GIVEN TASK ::
Identify each line in the records below that contains the string "grass" and copy those lines.

DATA SUPPLIED ::

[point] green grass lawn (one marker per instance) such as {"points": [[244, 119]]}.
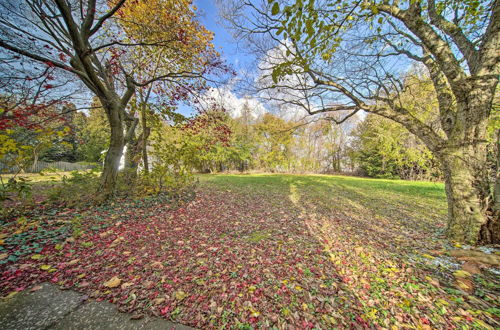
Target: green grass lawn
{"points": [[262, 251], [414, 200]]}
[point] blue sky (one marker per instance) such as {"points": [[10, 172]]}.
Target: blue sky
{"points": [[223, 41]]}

* * *

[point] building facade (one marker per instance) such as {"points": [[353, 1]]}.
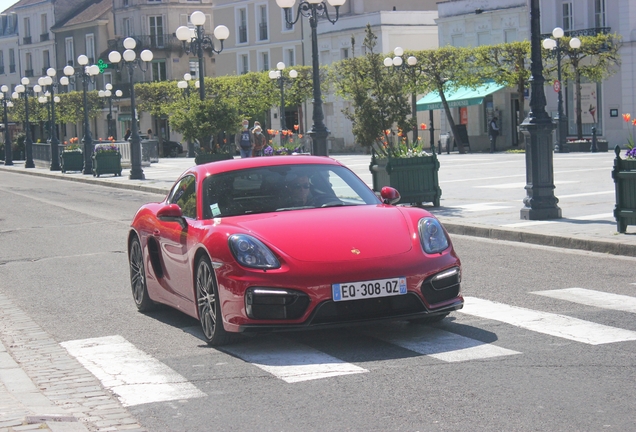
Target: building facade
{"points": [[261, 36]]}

--

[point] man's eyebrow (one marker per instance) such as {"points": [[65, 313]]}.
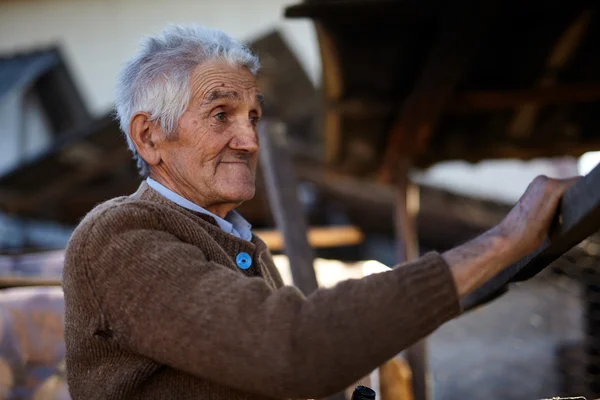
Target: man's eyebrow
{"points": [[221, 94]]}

TASK RESULT ::
[point] green grass lawn (one marker per instance) such as {"points": [[244, 119]]}.
Target: green grass lawn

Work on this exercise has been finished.